▶ **Data lines**:
▬▬▬▬▬▬
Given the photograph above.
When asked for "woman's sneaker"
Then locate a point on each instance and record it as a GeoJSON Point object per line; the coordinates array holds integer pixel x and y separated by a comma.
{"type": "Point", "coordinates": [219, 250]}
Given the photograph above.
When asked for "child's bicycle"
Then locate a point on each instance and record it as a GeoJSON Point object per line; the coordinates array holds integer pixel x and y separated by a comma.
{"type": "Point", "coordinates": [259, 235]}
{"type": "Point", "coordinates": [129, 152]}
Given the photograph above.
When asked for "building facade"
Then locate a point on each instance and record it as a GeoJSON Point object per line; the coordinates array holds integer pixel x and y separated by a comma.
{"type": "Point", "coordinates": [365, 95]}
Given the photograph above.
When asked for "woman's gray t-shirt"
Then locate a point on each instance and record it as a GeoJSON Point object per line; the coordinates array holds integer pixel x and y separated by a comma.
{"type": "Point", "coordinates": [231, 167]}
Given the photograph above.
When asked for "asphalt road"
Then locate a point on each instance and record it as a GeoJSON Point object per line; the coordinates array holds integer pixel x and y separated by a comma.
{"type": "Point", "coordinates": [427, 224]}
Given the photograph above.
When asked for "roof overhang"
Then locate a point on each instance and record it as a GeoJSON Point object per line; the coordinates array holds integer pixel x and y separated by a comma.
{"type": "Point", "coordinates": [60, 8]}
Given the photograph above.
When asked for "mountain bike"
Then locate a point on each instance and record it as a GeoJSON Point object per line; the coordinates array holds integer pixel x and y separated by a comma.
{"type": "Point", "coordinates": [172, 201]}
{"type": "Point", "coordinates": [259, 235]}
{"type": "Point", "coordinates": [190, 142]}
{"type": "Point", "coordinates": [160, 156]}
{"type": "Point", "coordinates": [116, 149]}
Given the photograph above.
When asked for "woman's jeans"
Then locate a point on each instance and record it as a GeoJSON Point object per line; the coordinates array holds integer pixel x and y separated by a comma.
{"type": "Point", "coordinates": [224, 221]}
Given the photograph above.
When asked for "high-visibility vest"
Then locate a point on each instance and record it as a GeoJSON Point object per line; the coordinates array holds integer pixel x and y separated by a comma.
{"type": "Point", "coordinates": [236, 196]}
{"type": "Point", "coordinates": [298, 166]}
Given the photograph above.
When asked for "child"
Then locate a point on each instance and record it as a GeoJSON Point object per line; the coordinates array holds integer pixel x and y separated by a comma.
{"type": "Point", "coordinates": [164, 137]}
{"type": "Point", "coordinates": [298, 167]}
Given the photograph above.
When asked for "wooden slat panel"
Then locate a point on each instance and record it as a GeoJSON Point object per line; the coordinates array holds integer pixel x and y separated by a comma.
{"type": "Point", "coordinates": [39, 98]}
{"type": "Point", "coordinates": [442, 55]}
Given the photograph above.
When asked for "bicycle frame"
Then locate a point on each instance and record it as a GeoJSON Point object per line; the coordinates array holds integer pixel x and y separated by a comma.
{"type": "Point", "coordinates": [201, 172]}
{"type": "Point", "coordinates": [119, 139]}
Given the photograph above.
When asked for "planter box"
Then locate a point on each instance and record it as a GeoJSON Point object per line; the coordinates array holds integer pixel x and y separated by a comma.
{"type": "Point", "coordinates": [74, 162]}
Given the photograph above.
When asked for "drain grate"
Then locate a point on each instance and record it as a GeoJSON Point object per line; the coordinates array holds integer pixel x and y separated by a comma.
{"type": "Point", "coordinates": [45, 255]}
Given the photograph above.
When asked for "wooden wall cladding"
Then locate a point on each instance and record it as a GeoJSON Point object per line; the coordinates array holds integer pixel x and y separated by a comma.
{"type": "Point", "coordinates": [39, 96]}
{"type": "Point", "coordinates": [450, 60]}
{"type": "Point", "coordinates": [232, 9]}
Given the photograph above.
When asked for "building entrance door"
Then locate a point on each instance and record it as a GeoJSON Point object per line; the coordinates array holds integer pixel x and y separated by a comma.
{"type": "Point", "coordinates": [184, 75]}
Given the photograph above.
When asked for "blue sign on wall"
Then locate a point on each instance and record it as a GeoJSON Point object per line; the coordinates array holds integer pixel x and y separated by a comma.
▬▬▬▬▬▬
▶ **Exercise prompt**: Reproduce each line verbatim.

▶ **Expected answer**:
Given the photograph above.
When asked for "woman's sneaker"
Then locate a point on each instance and record it as a GeoJSON Point object per line; the coordinates array holds integer pixel x and y separated by a comma.
{"type": "Point", "coordinates": [219, 250]}
Given the photograph above.
When asked for "child's bicycle"
Then locate a point on each instance and record it as a GeoJSON Point object per line; the coordinates array holds integer pixel x and y separated by a comma.
{"type": "Point", "coordinates": [259, 235]}
{"type": "Point", "coordinates": [129, 152]}
Given the photograph above.
When asked for "building facade"
Then locate a point on each instance and record it as a GeoJSON Point object per line; the coordinates array holds integer pixel x and y separated by a comma.
{"type": "Point", "coordinates": [365, 95]}
Given the photograph above.
When asked for "woman's gray t-shirt"
Then locate a point on each instance and record it as a GeoJSON Point object per line; the coordinates array holds integer pixel x and y separated by a comma.
{"type": "Point", "coordinates": [231, 167]}
Given the photograph above.
When asked for "asphalt road"
Then locate a point on each instance and record it as a GeoJSON Point object per line; the coordinates array holds integer pixel x and y separated by a comma.
{"type": "Point", "coordinates": [427, 224]}
Given the photograph above.
When asked for "roof overhang"
Then locate a point on each instance and record it as a GeoJSON Point object per line; the coordinates array holds integer pixel x and y separated by a comma.
{"type": "Point", "coordinates": [60, 8]}
Given the photograph above.
When asked for "mountain bike"
Then locate a point on each instance and record it as a GeoJSON Point object per line; the coordinates array holds integer pixel x and y separated by a comma.
{"type": "Point", "coordinates": [172, 201]}
{"type": "Point", "coordinates": [259, 235]}
{"type": "Point", "coordinates": [190, 142]}
{"type": "Point", "coordinates": [160, 156]}
{"type": "Point", "coordinates": [116, 149]}
Given the photograph above.
When asked for "woman's jeans"
Then locate a point on each instance and record it as a GeoJSON Point object per line; the coordinates array holds integer pixel x and y separated by a comma.
{"type": "Point", "coordinates": [224, 221]}
Given the photograph above.
When asked for "high-visibility vest"
Then locate a point on each instance and record it as a GeoJSON Point object per line; the coordinates array holds integer pixel x and y separated by a comma.
{"type": "Point", "coordinates": [236, 196]}
{"type": "Point", "coordinates": [298, 166]}
Given the photograph above.
When asked for "child"
Then locate a point on each instance and record it as a GeoJSON Point object per line; the coordinates array holds integer pixel x and y separated by a comma.
{"type": "Point", "coordinates": [164, 137]}
{"type": "Point", "coordinates": [298, 167]}
Given the photograph above.
When asked for "wooden slat panel"
Then locate a point on each instance and record it as a GeoJSON Point object per line; the coordinates array holds integer pixel x and y separated by a comma.
{"type": "Point", "coordinates": [39, 98]}
{"type": "Point", "coordinates": [442, 55]}
Given the photograph above.
When asked for "bicycle frame"
Then locate a point on each instance and record it as a GeoJSON Point object per line; the coordinates array holds integer pixel x and y separated by a comma.
{"type": "Point", "coordinates": [201, 172]}
{"type": "Point", "coordinates": [119, 139]}
Given the photograph above.
When asked for "planter box"
Then locate a point on each instance and record it as a GeoJSON Point object per line; the coordinates array holds integer pixel x and y separated by a comma.
{"type": "Point", "coordinates": [74, 162]}
Given the photograph above.
When asked for "drain grate"
Then locate a point on each instance and record it as a GeoJSON Point object per line; the coordinates array holds integer pixel x and y separated by a comma.
{"type": "Point", "coordinates": [45, 255]}
Given the photograph above.
When asked for "wooden wall cladding"
Then locate a point on each instance and record it as a GeoJSON Point object per line; the coordinates array holds integer pixel x and y separated by a comma.
{"type": "Point", "coordinates": [39, 96]}
{"type": "Point", "coordinates": [450, 60]}
{"type": "Point", "coordinates": [232, 9]}
Given the photograph above.
When asked for "building entrance door"
Then locate a point on each instance and record it as a GeoJSON Point object per line; the coordinates array holds integer pixel x and y separated by a comma.
{"type": "Point", "coordinates": [184, 75]}
Given the photograph above.
When asked for "blue sign on wall"
Then locate a point on each instance and record it as a GeoJSON Point object per line; the coordinates array holds integer pixel x and y separated by a comma.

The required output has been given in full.